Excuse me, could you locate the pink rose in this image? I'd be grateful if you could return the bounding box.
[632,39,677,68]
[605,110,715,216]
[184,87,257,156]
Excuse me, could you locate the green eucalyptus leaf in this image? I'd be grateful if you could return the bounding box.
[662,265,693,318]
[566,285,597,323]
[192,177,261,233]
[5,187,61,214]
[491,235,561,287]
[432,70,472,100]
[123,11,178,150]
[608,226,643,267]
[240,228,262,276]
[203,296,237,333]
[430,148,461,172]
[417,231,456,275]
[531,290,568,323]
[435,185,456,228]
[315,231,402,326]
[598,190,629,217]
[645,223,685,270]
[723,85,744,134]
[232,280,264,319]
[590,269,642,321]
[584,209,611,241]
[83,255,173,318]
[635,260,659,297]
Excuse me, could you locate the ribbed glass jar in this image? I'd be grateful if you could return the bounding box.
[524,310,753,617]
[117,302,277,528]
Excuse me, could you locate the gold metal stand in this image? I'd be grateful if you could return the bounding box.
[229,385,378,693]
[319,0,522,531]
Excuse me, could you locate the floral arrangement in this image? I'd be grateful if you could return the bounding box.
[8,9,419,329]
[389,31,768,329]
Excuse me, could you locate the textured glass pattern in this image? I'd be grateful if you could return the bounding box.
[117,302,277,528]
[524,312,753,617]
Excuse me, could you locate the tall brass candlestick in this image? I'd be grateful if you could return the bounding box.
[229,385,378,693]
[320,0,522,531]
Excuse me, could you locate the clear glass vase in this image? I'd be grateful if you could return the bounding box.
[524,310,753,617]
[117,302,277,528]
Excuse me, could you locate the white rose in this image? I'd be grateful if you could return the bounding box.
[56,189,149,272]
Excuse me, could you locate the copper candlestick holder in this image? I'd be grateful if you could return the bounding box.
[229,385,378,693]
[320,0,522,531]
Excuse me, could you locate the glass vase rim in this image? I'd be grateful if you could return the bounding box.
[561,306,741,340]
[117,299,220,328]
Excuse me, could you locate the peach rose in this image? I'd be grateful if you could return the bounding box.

-----

Short problem: Extract the complete data, matching each line exactly.

Written answer:
Excuse me, could you locate the pink rose in this image? I'd be grateful if you could return the bounding box.
[632,39,677,68]
[605,110,715,216]
[184,87,257,156]
Excuse me, could you locate the green eucalyptus leaf in this image? I'd be grateful if you could return the bounding box.
[662,265,693,318]
[566,285,597,323]
[192,177,261,233]
[5,187,61,214]
[491,235,561,287]
[432,70,472,100]
[123,11,178,150]
[608,226,643,267]
[240,228,262,276]
[203,296,237,333]
[430,148,461,172]
[417,231,456,275]
[531,290,568,323]
[435,185,456,228]
[315,231,402,326]
[598,190,629,217]
[645,223,685,270]
[723,85,744,134]
[232,280,264,319]
[590,269,642,321]
[584,209,611,241]
[83,255,173,318]
[635,260,659,297]
Excuse me, could you locate the ribbed glass jar in this image? I'd be grateful if you could return the bounding box.
[524,310,753,617]
[117,302,277,528]
Excuse me, could you locate the gold metal stand in this image? I'd be grateful if you could return the bounding box.
[229,385,378,693]
[319,0,522,531]
Excuse me, could you locate the floral arrangement in this image? I'd be grateful if you could return the bounding box.
[8,9,419,329]
[389,31,768,329]
Excuse me, could you locate the textured glass pattern in this image? I'd be grateful if you could return the bounding box.
[117,302,277,528]
[524,312,753,617]
Excuse me, could you locate the tall brass candlestick in this image? I'd be grateful if you could return the bounding box.
[229,385,378,693]
[320,0,522,531]
Excuse me, could you locate the clear glass vase in this image? I'd be grateful if you could return the bounding box.
[524,310,753,617]
[117,302,277,528]
Excuse me, could you locate the white rose in this image? I'd be grateful if you could return the bounding box.
[56,189,149,272]
Excuse me, could you locate the copper candlestick holder in this image? I'd be grateful if you could return the bounding box.
[229,385,378,693]
[320,0,522,531]
Excuse me, could you locate the glass vase rim in this image? I'd be grateful if you could return the bounding box.
[561,306,741,340]
[117,299,220,328]
Excuse me, could you locate the peach rose in this image? I'd be grateful if you could return the bounding box.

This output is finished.